--- BEGIN SELECTED TEXT ---
# Man Made reef ? for ya



## realspeed (Jul 22, 2009)

On average how long does one need to be in the water before if is considered established? just curious


----------



## X-Shark (Oct 3, 2007)

The longer the better, but I've seen bait fish on them in the first week.



Generally 6mon's to a year.


----------



## WW2 (Sep 28, 2007)

I fished one after 6 months and while it produced it didn't produce nearly as well as it did at a year or year and a half.


----------



## ryanbr (Oct 10, 2007)

General rule years ago was not to touch it for a year. But I have heard of things not producing for a couple of years. If you expected to put it down this year and live off it the same year, good luck. By the way, what was it? Some guys are trying to get away cheap(easy) and it usually doesn't work out so well.

Chris


----------



## JoeZ (Sep 30, 2007)

Life will show within hours in the form of bait fish just stopping by to see what it is.

Real resident life will take about 2-3 months in growth on the structure. That growth keeps the bait there.

4-6 months brings juvenile snapper and grouper to eat some bait. 

6-12 is when you see the bigger fish -- still not jumbos -- move in.

Jumbos, I believe, are raised on a reef. They find it as a juvy, hang there and dominate the other area fish. They are more aggressive, eat more and reproduce more. They come to rule a reef and might share it with one or two other large fish.

Now, they do move from spot to spot within their range (depending on season) but they know where home is.


----------
--- END SELECTED TEXT ---
▶ TASK GOAL: According to the man-made reef thread above, how long does real resident life take to grow on the structure?
--- BEGIN ROWS ---
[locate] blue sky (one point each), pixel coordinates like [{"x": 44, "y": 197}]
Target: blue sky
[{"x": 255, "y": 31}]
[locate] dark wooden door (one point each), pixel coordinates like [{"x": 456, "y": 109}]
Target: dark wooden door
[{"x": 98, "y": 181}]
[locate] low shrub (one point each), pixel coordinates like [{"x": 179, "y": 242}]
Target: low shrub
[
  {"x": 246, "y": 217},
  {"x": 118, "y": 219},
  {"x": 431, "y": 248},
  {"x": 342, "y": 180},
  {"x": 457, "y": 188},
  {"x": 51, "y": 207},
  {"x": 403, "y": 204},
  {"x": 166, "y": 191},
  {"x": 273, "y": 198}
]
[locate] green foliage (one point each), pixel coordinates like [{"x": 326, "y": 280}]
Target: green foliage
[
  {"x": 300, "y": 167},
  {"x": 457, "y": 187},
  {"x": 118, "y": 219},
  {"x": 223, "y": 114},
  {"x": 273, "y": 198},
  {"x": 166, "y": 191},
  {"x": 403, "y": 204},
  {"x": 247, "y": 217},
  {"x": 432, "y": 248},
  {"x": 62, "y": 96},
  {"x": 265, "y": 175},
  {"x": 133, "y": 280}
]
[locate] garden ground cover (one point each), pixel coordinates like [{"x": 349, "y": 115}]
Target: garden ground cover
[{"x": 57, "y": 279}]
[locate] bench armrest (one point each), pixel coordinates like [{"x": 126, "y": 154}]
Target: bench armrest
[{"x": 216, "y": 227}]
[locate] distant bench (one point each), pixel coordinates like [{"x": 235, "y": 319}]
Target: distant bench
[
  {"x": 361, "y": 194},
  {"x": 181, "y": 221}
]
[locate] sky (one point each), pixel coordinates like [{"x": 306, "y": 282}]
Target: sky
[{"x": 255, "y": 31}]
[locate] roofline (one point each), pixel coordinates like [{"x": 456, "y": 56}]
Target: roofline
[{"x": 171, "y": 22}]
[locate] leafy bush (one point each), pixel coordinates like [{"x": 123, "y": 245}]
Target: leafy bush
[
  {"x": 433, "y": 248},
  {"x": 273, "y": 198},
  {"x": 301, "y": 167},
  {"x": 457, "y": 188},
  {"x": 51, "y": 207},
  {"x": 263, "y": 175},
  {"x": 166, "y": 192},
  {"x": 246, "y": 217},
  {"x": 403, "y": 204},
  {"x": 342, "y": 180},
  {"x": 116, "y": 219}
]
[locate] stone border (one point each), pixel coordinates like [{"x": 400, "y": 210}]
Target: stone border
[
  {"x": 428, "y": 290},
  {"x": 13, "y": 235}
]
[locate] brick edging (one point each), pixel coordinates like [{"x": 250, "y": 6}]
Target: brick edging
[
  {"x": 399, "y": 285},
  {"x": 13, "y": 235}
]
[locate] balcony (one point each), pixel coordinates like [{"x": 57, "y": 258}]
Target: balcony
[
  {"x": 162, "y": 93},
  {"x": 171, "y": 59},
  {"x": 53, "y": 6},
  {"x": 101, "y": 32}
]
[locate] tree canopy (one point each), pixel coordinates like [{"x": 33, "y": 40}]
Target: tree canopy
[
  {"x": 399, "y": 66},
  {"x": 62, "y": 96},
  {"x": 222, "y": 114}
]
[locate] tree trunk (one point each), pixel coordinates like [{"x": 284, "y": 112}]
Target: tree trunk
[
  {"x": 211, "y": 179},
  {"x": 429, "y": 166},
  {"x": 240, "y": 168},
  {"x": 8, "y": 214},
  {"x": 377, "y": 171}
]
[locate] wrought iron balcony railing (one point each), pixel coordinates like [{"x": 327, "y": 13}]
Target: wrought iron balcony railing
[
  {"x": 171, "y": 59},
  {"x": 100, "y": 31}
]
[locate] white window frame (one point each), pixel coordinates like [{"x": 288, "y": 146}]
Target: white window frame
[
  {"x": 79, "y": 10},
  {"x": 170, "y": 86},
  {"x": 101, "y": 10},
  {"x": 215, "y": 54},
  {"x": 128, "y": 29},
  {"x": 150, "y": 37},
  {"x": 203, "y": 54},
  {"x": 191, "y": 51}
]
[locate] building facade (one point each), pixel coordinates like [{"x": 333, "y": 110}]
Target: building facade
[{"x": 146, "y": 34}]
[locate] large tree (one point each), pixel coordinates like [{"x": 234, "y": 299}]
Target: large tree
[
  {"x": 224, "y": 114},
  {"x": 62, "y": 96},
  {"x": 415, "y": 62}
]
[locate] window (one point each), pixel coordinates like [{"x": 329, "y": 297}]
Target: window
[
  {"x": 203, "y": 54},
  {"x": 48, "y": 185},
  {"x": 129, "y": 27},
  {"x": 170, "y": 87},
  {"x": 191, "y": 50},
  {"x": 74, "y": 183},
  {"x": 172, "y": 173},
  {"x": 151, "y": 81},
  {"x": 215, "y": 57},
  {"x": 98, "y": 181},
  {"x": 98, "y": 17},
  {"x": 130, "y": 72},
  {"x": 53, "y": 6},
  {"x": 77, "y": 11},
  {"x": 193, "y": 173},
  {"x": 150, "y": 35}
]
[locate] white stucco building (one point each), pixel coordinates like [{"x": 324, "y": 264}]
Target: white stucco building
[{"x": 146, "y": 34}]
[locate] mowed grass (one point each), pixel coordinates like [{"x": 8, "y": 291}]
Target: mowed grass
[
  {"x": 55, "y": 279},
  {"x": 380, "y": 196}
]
--- END ROWS ---
▶ COMPLETED EXERCISE: About 2-3 months.